## Task directions
The copy must match the data word for word and contain no pictures.

## Information provided
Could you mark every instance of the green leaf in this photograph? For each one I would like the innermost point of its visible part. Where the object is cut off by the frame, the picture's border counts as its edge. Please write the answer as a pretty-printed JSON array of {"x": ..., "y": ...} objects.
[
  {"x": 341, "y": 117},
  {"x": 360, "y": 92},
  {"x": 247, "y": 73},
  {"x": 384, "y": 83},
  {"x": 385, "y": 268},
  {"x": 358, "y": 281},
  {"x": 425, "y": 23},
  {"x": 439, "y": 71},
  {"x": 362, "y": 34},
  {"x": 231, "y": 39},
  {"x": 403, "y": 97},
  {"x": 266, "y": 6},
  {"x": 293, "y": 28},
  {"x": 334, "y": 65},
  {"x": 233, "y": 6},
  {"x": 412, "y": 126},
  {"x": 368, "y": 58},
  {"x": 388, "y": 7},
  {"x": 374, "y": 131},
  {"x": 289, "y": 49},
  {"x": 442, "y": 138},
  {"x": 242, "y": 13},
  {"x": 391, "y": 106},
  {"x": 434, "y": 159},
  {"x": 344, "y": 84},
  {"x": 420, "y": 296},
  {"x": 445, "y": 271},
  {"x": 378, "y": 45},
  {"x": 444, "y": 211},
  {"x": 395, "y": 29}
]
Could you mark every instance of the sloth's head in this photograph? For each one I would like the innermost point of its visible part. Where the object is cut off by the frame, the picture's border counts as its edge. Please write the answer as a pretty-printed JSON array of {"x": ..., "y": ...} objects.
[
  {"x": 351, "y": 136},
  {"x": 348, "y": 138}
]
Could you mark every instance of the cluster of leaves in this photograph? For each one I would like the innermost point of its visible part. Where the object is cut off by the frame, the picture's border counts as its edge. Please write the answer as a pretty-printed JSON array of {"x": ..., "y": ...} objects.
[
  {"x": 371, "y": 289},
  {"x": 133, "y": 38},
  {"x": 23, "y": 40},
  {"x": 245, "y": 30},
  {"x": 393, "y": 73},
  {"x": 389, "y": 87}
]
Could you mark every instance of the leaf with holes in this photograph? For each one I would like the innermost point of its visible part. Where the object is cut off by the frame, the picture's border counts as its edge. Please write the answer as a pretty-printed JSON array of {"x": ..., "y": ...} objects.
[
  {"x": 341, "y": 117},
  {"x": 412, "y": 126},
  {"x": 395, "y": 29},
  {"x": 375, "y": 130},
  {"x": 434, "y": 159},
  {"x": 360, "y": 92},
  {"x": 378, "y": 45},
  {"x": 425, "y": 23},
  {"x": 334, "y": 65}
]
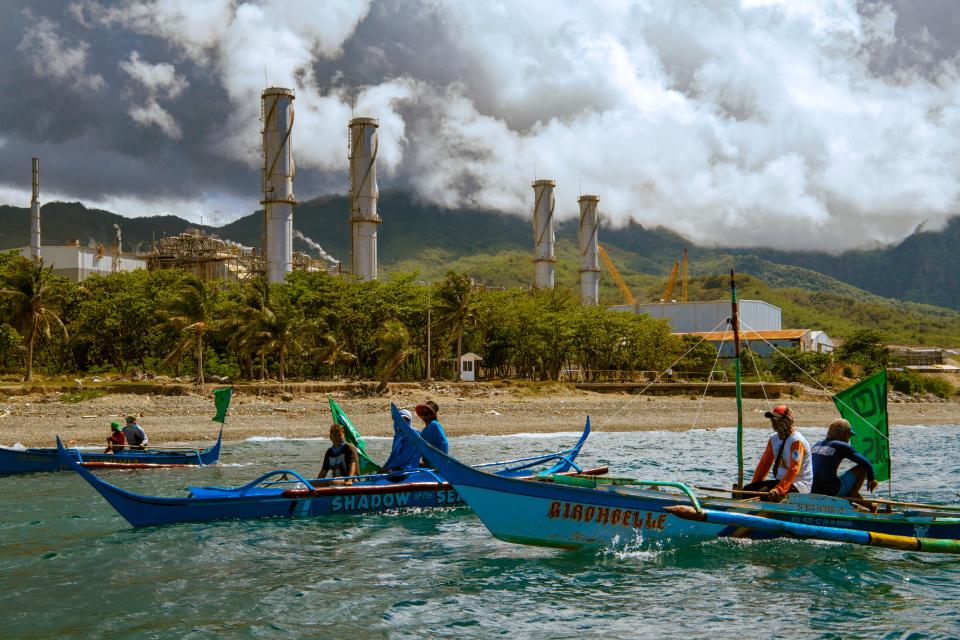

## Answer box
Could you mark every instance of the green leaf in this photograph? For each one I would like the innermost point of its visible part. Where the object is cut off by the frame, the picture's border counts as its edge. Please write the answer as a pretty-printed JSON array of {"x": ..., "y": ...} objects.
[
  {"x": 341, "y": 117},
  {"x": 360, "y": 92},
  {"x": 247, "y": 73},
  {"x": 384, "y": 83},
  {"x": 385, "y": 268},
  {"x": 358, "y": 281},
  {"x": 425, "y": 23},
  {"x": 439, "y": 71},
  {"x": 362, "y": 34},
  {"x": 231, "y": 39},
  {"x": 403, "y": 97},
  {"x": 266, "y": 6},
  {"x": 293, "y": 28},
  {"x": 334, "y": 65},
  {"x": 233, "y": 6},
  {"x": 412, "y": 126},
  {"x": 368, "y": 58},
  {"x": 388, "y": 7},
  {"x": 374, "y": 131},
  {"x": 289, "y": 49},
  {"x": 442, "y": 138},
  {"x": 242, "y": 13},
  {"x": 391, "y": 106},
  {"x": 434, "y": 159},
  {"x": 344, "y": 84},
  {"x": 420, "y": 296},
  {"x": 445, "y": 271},
  {"x": 378, "y": 45},
  {"x": 444, "y": 211},
  {"x": 395, "y": 29}
]
Could you mark every instance of the sloth's head in this photograph? For each one I would like the innermost point of its visible part. Where the object is cut off by the frame, the picture's border counts as its edge. Please write the answer as a pretty-printed JSON array of {"x": ..., "y": ...} objects.
[
  {"x": 351, "y": 136},
  {"x": 348, "y": 138}
]
Could you mark every instance of the cluster of leaves in this photograph? For each one I would like the innermost point of its visible part. Where the object is cut off by the frame, the picture's border counts as its edge. Please write the answer as a pretty-printed JSON array of {"x": ..., "y": ...} objects.
[
  {"x": 371, "y": 289},
  {"x": 133, "y": 38},
  {"x": 23, "y": 40},
  {"x": 245, "y": 30},
  {"x": 393, "y": 73},
  {"x": 389, "y": 87}
]
Could you mark every instance of the leaf with holes in this photograph? For each one I would like the innermost point of its visible part. Where the object is cut off by the frame, the picture's border counts as its edge. Please write the answer as a pretty-printed JSON array of {"x": ..., "y": ...} objects.
[
  {"x": 341, "y": 117},
  {"x": 412, "y": 126},
  {"x": 395, "y": 29},
  {"x": 375, "y": 130},
  {"x": 434, "y": 159},
  {"x": 360, "y": 92},
  {"x": 378, "y": 45},
  {"x": 425, "y": 23},
  {"x": 334, "y": 65}
]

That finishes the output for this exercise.